+++ DOCUMENT EXTRACT +++
Relationships between subtypes of an entity

database-designoraclereferential-integritysubtypes

I have a very big (hundred of milions rows) table which represent an entity (event) having many subtypes (different kind of recorded events).
Each row is identified by an id (obj_id) and has an attribute obj_type that records the type of event.

All the subtypes share the most important attributes (represented on the main table) but a few of them (a minority) have aditional attributes that are represented in additional children tables.

I have to represent new relationships involving rows from the main table. For example record that an event of type 'A' is in relation with an event of type B and an event of type 'C' or 'D', or an event of type 'X' or 'Y' is in relation with an event of type 'Z'.

Which one of the two schemas below is better? (Is any of the two not advisable?)

Schema 1:

create table supertype(  
obj_id varchar2(30) primary key,  
obj_type varchar2(1) check (obj_type in ('A','B','C','D',..)),  
attribute1  varchar2(1),  
attribute2  varchar2(1),  
attribute3  varchar2(1),
...  
attributen  varchar2(1)
)  


create table relation_A_with_B_and_cd(  
obj_id_subtype_A varchar2(30) primary key  references supertype(obj_id),  
obj_id_reference_to_subtype_B varchar2(30) references supertype(obj_id),  
obj_id_reference_to_subtype_C_or_D varchar2(30) references supertype(obj_id),  
attribute_det_a1  varchar2(1),  
attribute_det_a2  varchar2(1),
)   

create table relation_XY_with_Z(  
obj_id_subtype_X_or_Y varchar2(30) primary key  references supertype(obj_id),  
obj_id_reference_to_subtype_Z varchar2(30) references supertype(obj_id),  
attribute_1 varchar2(1),  
attribute_2  varchar2(1),
)   

Schema 2:

create table supertype(  
obj_id varchar2(30) primary key,  
obj_type varchar2(1) check (obj_type in ('A','B','C','D',...)),  
attribute1  varchar2(1),  
attribute2  varchar2(1),  
attribute3  varchar2(1)  
)  
alter table supertype add constraint UQ_type unique(obj_id,obj_type)
+++ INFORMATION SHOWN +++
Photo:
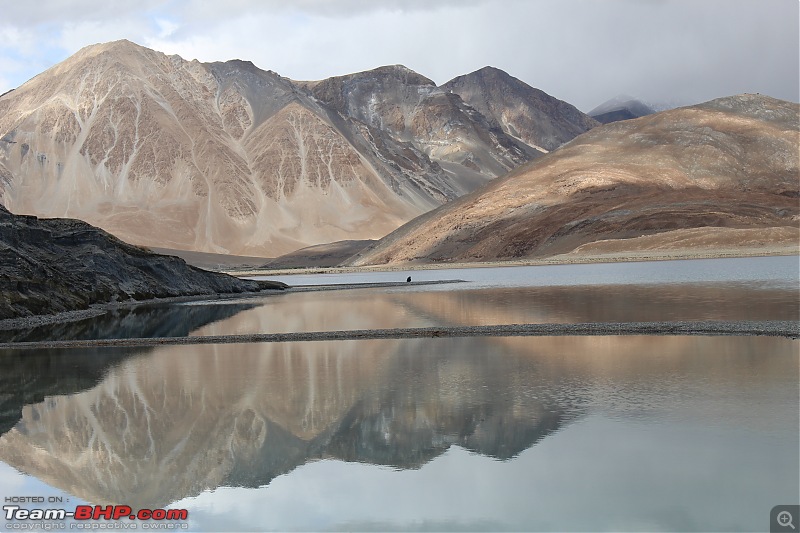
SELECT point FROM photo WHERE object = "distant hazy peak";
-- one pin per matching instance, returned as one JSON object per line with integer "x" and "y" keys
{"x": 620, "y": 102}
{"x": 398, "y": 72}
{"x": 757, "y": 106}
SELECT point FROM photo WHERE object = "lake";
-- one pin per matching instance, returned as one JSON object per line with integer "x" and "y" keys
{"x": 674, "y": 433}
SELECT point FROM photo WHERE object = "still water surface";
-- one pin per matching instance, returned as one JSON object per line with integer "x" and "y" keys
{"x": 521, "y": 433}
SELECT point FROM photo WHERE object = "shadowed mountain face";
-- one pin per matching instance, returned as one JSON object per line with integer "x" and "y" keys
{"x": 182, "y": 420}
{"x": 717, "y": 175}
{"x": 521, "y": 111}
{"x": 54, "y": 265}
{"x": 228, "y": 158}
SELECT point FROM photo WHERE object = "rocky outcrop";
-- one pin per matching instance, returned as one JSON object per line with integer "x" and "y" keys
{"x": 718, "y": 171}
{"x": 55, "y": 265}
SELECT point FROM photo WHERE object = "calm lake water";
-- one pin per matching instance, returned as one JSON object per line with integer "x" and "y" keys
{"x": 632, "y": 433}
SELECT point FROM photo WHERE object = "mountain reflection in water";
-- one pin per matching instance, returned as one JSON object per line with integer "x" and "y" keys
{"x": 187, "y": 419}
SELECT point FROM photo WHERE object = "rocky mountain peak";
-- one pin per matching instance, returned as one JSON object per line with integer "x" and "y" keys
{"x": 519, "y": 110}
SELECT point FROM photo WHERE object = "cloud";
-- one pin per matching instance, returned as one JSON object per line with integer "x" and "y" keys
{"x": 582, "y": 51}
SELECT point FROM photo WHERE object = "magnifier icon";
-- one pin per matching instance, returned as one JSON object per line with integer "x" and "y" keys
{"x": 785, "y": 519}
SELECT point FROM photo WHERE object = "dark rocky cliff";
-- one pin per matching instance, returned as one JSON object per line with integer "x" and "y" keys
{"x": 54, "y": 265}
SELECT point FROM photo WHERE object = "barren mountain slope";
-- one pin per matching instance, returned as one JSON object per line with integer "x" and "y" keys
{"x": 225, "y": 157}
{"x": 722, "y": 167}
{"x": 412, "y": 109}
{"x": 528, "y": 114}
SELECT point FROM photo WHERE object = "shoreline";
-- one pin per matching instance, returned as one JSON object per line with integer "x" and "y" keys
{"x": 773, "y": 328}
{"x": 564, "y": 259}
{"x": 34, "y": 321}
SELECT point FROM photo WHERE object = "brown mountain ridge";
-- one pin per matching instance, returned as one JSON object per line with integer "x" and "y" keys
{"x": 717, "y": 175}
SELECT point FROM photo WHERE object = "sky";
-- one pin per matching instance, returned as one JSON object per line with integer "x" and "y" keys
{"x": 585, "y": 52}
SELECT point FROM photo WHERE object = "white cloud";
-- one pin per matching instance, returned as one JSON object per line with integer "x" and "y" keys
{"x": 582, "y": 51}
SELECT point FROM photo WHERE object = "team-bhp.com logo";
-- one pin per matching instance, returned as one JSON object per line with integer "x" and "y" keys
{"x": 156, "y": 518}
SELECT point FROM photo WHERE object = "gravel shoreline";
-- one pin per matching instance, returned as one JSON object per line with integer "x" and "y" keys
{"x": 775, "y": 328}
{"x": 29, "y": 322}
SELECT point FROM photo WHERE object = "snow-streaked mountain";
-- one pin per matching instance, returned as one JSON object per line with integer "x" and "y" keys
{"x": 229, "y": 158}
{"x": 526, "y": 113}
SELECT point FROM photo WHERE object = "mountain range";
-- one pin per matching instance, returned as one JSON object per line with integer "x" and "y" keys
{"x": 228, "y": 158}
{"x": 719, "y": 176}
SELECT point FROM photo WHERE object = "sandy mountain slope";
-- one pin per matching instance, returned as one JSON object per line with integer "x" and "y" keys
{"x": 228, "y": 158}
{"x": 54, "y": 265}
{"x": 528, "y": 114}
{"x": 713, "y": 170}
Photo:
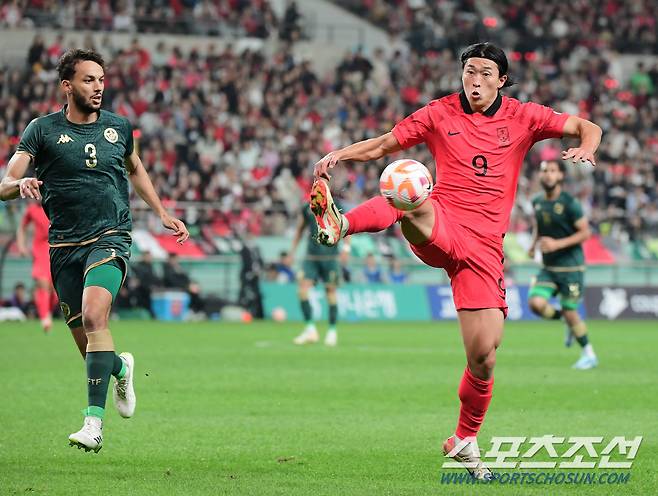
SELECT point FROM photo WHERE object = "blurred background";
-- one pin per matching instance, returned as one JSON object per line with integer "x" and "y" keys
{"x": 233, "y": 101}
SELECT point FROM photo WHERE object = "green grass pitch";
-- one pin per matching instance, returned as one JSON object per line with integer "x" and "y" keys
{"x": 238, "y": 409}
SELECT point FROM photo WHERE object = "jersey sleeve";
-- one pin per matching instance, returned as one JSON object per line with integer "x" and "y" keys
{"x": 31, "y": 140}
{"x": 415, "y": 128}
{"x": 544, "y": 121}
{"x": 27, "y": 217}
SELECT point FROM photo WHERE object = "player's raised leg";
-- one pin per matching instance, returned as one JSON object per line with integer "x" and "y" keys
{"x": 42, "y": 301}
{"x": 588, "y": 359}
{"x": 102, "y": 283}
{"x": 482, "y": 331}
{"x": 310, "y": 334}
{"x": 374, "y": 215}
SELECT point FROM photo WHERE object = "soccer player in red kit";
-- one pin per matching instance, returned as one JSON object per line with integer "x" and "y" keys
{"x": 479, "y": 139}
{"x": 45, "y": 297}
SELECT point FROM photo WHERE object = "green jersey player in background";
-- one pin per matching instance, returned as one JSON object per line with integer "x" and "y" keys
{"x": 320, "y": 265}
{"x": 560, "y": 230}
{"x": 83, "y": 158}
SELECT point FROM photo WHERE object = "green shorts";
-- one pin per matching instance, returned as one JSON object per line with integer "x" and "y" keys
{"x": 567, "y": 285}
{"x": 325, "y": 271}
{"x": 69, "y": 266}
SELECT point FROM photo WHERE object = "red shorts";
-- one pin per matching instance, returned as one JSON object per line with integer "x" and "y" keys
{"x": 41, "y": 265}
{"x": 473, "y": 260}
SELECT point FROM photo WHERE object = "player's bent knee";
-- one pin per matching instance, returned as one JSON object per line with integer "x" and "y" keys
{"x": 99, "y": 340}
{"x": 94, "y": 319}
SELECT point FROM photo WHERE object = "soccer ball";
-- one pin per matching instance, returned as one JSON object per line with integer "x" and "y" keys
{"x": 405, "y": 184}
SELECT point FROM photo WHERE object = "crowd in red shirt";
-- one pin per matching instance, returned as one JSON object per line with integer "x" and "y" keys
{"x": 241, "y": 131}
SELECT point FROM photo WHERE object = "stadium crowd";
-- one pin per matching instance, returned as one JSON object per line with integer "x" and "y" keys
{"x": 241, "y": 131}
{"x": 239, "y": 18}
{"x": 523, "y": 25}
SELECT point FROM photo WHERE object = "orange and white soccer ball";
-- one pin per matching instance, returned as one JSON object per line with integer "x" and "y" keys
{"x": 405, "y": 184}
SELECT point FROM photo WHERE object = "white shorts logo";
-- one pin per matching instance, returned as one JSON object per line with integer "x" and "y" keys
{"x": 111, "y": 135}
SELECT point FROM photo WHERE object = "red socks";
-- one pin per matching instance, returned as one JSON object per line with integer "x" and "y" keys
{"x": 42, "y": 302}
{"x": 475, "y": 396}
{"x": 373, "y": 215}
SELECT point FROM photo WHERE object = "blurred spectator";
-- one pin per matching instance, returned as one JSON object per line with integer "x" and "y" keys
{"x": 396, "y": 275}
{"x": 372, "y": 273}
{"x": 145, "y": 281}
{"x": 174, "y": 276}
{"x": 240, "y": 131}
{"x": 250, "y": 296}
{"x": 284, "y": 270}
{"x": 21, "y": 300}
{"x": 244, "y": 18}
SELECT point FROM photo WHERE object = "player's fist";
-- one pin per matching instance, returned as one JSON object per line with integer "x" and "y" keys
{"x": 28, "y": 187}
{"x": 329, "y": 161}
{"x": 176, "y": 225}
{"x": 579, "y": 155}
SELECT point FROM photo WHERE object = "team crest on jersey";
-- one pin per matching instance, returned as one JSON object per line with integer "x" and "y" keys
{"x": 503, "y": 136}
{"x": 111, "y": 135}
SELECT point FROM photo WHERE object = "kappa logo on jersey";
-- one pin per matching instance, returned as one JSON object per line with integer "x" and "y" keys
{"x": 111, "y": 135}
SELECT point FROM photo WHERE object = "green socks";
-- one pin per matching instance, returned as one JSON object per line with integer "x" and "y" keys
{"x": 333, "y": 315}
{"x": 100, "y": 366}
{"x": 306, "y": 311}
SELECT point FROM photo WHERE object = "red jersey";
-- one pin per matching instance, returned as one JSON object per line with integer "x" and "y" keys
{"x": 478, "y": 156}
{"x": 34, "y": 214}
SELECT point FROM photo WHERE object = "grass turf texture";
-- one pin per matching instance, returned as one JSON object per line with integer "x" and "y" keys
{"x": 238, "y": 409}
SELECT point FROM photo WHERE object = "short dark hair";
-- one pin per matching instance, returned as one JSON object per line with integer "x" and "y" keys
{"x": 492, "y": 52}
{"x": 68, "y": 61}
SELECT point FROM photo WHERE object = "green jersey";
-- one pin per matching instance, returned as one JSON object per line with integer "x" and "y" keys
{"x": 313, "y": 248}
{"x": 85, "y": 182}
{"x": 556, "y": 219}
+++
+++ INFORMATION SHOWN +++
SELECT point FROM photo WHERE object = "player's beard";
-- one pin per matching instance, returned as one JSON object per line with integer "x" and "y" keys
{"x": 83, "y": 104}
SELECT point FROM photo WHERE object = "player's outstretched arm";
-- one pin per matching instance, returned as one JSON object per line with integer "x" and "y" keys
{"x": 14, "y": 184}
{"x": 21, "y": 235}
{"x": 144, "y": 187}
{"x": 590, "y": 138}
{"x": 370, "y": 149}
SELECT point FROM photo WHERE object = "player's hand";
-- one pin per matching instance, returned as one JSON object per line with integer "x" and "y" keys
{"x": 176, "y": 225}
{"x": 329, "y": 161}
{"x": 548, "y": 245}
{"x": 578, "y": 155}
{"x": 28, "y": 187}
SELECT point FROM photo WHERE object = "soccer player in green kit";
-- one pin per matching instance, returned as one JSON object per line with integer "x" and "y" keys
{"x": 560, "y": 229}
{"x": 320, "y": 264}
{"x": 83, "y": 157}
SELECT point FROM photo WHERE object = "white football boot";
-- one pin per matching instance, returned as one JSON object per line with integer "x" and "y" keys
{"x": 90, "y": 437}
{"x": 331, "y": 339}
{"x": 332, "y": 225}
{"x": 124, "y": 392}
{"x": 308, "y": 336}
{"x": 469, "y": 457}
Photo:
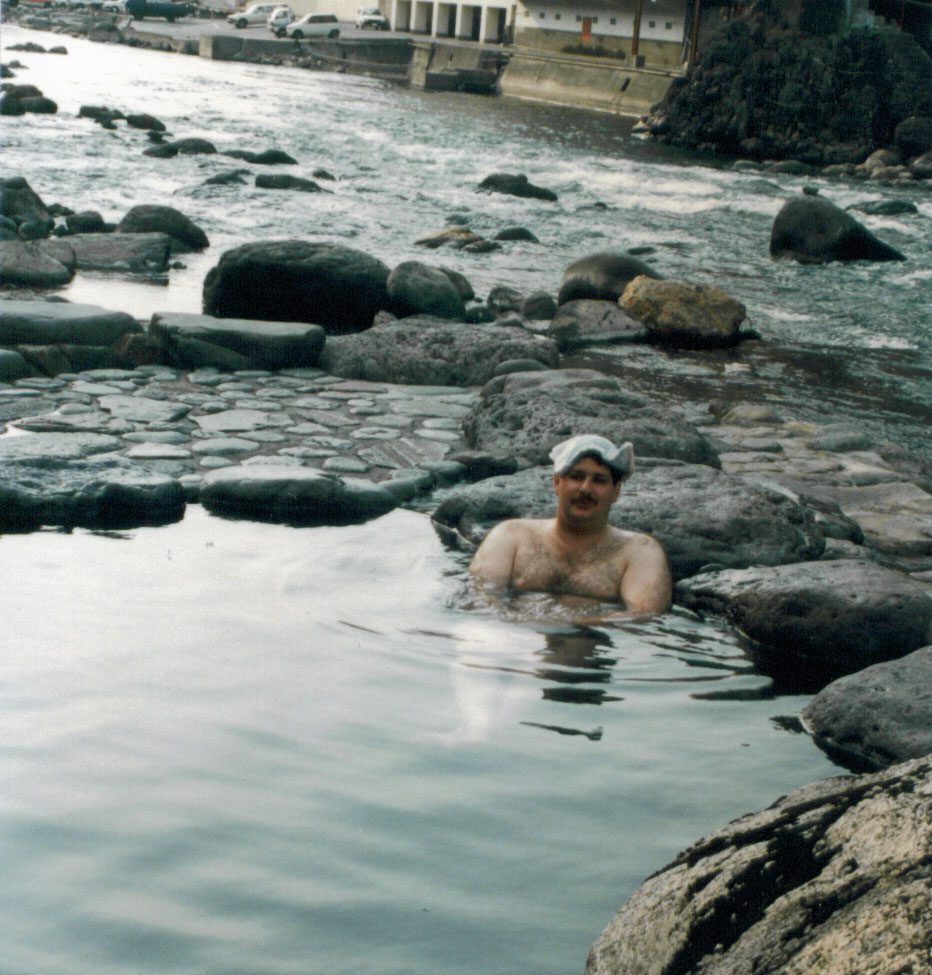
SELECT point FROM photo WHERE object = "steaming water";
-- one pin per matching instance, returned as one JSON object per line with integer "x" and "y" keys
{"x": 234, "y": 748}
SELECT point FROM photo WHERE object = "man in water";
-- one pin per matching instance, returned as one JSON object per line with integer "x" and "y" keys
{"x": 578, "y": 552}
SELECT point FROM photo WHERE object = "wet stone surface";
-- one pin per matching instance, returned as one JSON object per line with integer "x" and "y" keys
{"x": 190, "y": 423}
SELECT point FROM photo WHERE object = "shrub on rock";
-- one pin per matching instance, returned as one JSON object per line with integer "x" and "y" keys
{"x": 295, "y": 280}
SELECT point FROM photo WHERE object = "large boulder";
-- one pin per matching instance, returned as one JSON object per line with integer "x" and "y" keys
+++
**DIRECTIVE 1**
In the post on entity subtypes, which attribute records the type of event?
**DIRECTIVE 2**
Repeat a passage of the post on entity subtypes, beginning at the words "Relationships between subtypes" and stopping after "additional children tables.".

**WRITTEN SOLUTION 1**
obj_type

**WRITTEN SOLUTION 2**
Relationships between subtypes of an entity

database-designoraclereferential-integritysubtypes

I have a very big (hundred of milions rows) table which represent an entity (event) having many subtypes (different kind of recorded events).
Each row is identified by an id (obj_id) and has an attribute obj_type that records the type of event.

All the subtypes share the most important attributes (represented on the main table) but a few of them (a minority) have aditional attributes that are represented in additional children tables.